_WHAT THIS TASK INVOLVES_. Copy every line of the listing below word for word, without changing, adding, or leaving out anything.

___ INFORMATION PROVIDED

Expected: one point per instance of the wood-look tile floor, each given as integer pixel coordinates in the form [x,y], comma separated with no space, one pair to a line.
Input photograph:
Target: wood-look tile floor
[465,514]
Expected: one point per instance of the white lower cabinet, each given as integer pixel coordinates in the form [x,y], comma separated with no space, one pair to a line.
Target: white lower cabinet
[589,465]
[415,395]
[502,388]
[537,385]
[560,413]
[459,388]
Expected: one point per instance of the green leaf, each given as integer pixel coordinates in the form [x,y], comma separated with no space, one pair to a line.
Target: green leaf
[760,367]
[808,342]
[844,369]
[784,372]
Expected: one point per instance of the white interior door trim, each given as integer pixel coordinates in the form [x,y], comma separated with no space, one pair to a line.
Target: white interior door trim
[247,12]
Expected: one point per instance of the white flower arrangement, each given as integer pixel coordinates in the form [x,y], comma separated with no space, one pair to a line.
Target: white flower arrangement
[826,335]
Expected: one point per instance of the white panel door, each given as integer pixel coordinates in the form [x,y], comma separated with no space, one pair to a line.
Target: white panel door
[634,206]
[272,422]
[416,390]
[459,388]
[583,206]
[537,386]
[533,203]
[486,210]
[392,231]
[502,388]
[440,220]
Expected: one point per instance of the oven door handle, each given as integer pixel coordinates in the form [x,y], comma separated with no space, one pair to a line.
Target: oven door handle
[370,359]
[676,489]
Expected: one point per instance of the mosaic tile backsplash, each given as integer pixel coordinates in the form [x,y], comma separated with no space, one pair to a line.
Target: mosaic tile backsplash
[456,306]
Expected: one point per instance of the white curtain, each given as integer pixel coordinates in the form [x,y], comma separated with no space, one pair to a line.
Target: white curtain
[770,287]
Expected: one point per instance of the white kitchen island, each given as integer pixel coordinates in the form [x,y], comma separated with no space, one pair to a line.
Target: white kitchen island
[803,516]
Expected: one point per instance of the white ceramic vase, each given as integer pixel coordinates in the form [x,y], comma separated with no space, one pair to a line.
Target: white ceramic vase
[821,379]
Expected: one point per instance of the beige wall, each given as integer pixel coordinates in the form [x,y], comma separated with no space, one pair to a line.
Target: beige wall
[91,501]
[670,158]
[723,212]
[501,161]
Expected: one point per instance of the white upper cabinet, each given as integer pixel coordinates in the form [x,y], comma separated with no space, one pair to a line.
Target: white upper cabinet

______

_SOLVED PROBLEM_.
Expected: one point per instance of the wood-look tile floor, each given as integer pixel coordinates in the form [x,y], comma separated with no space, one pair to a line.
Input photograph:
Target: wood-look tile floor
[465,514]
Expected: one point per instance of the white lower cabinet, each given as integer pixel coordinates in the form [x,y], comma separated with no space, one pair to a line.
Target: white lower cabinet
[589,465]
[415,395]
[502,388]
[537,385]
[560,413]
[459,388]
Expected: one point per instance of the green leaf, each given as integer pixel coordinates in the form [x,y], comma separated with no space, one pair to a line.
Target: green leaf
[760,367]
[808,342]
[844,369]
[784,372]
Expected: one point per instance of the white interior door trim, each given as integer pixel coordinates in the form [x,y], comma separated with no space, one pair to a line.
Target: white interior door trim
[247,12]
Expected: one point per instance of the white flower arrangement, each given as integer pixel coordinates in the form [x,y], comma separated with no space, one pair to a line.
Target: white flower arrangement
[826,335]
Expected: one point per instance of the white panel door, each given as integer pixel coordinates in the form [x,y], comma separated with no space, one pair to a line.
Target: white panel door
[634,206]
[272,422]
[416,390]
[459,388]
[583,206]
[537,386]
[533,203]
[486,210]
[392,231]
[502,388]
[440,220]
Expected: one point per instance of the oven door handle, each given as integer pixel coordinates in the form [x,y], comma separated with no space, one pair to a line.
Target: oven door handle
[370,359]
[676,489]
Expected: one point per instance of the mosaic tile backsplash, each given as integer pixel coordinates in the form [x,y], comma separated with no space, one pair to a line.
Target: mosaic tile backsplash
[456,306]
Expected: one point per instance of the white curtain, each given as integer pixel coordinates in the form [x,y], comma separated with no space, one pair to a line.
Target: white curtain
[770,287]
Expected: one point per instance of the white kitchen island, each given as integer pixel coordinates in the form [x,y], comma separated with no space, one pair to a line.
Target: white kitchen island
[803,516]
Expected: one point per instance of the white ceramic vase, each given as integer pixel coordinates in the form [x,y], comma separated with no space, one pair to a line.
Target: white ceramic vase
[821,379]
Expected: one point per instance of the beige wall, each given as integer pixel coordinates in the form [x,y], comma separated with no space, one pair to a line.
Target: beige wall
[91,501]
[670,158]
[723,212]
[501,161]
Expected: one point per instance of the white upper cabinet, each given as integer pixel coordinates in the form [x,y], comma separated with no space, one pair to a line.
Target: white upper cabinet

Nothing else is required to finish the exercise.